__YOUR OBJECTIVE__.
Write out every entry exactly as given, but omit the pictures.

BEGIN EXERCISE DATA

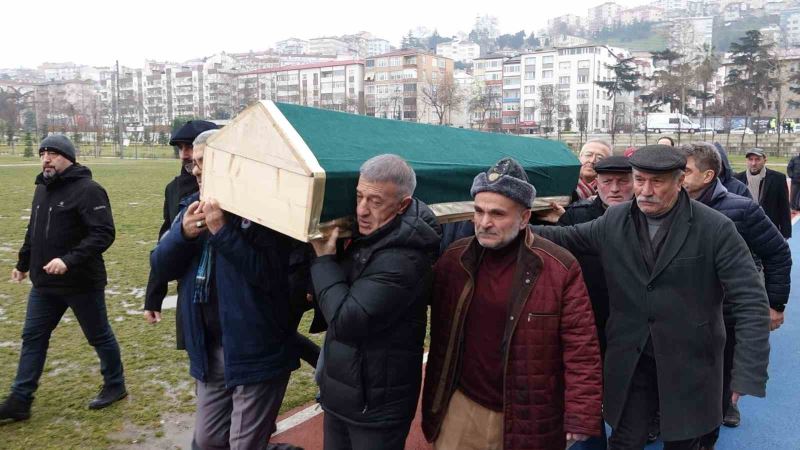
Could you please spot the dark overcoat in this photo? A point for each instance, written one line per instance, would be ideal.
(678, 304)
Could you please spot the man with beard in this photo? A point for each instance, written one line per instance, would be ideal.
(592, 151)
(70, 228)
(671, 265)
(180, 187)
(514, 361)
(768, 189)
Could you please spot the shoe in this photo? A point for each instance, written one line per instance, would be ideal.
(108, 395)
(732, 417)
(15, 409)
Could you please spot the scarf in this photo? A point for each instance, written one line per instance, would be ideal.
(754, 184)
(202, 284)
(586, 190)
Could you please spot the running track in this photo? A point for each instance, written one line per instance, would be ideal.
(771, 423)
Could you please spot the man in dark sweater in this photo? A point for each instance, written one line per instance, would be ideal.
(180, 187)
(70, 227)
(768, 189)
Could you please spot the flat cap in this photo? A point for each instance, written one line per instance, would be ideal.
(657, 158)
(190, 130)
(613, 164)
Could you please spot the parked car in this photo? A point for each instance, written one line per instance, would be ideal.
(741, 130)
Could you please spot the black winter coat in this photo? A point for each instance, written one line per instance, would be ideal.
(593, 275)
(375, 301)
(774, 199)
(761, 236)
(704, 263)
(70, 219)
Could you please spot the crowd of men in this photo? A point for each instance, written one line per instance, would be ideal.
(646, 303)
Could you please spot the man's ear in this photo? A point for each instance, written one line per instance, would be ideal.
(404, 203)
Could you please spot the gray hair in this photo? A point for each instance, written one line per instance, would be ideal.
(602, 142)
(705, 155)
(202, 138)
(390, 168)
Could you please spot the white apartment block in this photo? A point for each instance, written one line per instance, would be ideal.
(377, 46)
(790, 25)
(328, 46)
(292, 46)
(337, 85)
(602, 16)
(458, 50)
(567, 75)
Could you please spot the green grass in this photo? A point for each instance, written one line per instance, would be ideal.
(157, 375)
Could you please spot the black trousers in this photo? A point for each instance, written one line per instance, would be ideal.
(730, 343)
(639, 410)
(340, 435)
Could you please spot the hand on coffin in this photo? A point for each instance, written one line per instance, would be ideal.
(551, 215)
(194, 221)
(326, 245)
(215, 216)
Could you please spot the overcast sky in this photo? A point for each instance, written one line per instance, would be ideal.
(99, 32)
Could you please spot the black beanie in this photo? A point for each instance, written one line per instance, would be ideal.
(60, 144)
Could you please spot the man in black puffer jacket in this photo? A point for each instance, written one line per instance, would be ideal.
(70, 227)
(374, 299)
(762, 237)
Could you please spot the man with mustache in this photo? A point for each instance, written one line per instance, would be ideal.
(180, 187)
(614, 186)
(70, 228)
(671, 265)
(592, 151)
(514, 361)
(763, 239)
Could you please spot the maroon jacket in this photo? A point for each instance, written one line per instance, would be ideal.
(553, 375)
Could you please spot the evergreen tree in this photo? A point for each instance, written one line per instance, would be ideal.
(752, 74)
(625, 80)
(28, 145)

END EXERCISE DATA

__EXERCISE ANSWER__.
Could you please spot the dark overcoat in this photo? A point for each instance, written one line per instance, would be ideal.
(678, 304)
Could you please spot the man with beard in this photo? A point for each instance, written one line per instance, would be ideal.
(592, 151)
(70, 228)
(671, 265)
(180, 187)
(514, 361)
(768, 189)
Could you please spot the shoe in this photo? A point for each instance, written one line per instance, would be ideal.
(108, 395)
(732, 417)
(15, 409)
Could you please spot the scarf in this photo? A point for each instance, written one line per instance, would be ideal.
(754, 184)
(202, 284)
(586, 190)
Could you please spot the running track in this photo? A point for each instance, written one line per instance, would be ideal.
(771, 423)
Could you please spot the man in dark sweater in this photo? A point for each instance, written one line per instance, would be ideal.
(180, 187)
(70, 227)
(768, 189)
Could you please spot the flat cap in this photo? A point for each instance, written one line per instance, would be ideal.
(657, 158)
(190, 130)
(613, 164)
Could you please spot the parked car in this photo? A point for each instance, written one line per instance, would be ideal.
(741, 130)
Could you please spot the black winter coat in this photo? A point for each instance, written one line per instance, would be ideal.
(593, 275)
(375, 301)
(774, 199)
(761, 236)
(704, 263)
(70, 219)
Could you please spot the crowd of men in this photo? A point for each instance, written one line per instance, would be ideal.
(646, 303)
Could you please spot the man's ear in this photo? A point for each instance, written one line per instance, would be ideal.
(404, 203)
Could you please spot the gray hair in this photo? A point for each instance, written one line per instance, would be ideal.
(602, 142)
(705, 155)
(202, 138)
(390, 168)
Could you please spot the white apartment block in this photo? A point for each instance, written one line per instance, would be ideal.
(377, 46)
(790, 25)
(328, 46)
(292, 46)
(337, 85)
(602, 16)
(458, 50)
(567, 75)
Could you please spot the green grass in this photo? A point for each instance, written one line per instance, would be ideal.
(157, 375)
Could you please spot the black trousers in this photo? A point for each instance, written one line per instance, would be ideal.
(730, 343)
(639, 410)
(340, 435)
Could you please spot the hand on coffin in this photo? A point for each instance, written one line per instance, would be ideal.
(551, 215)
(194, 221)
(326, 245)
(215, 216)
Could you please spot the overcast sky in this photo? A point for each instance, written one line per instance, would be ideal.
(99, 32)
Could you please spot the black beanie in this photo? A point for each instance, written one line per instance, would be ideal.
(60, 144)
Could you please spot the man in black puffer jacket in this photo? A point for each instance, written one line per instance, would be ideal.
(70, 227)
(374, 299)
(762, 237)
Could you please spot the man with mustache in this photo? A point for each instance, written one line per instance, would be ideal.
(180, 187)
(614, 186)
(70, 228)
(671, 265)
(592, 151)
(514, 361)
(763, 239)
Could you please spot the maroon jacket in this photo? A point for each instance, written one line per instance, would be ideal.
(553, 375)
Could you please spot the evergreen tree in this photo? A point for each instance, written one line per instance, would be ideal.
(752, 74)
(625, 80)
(28, 145)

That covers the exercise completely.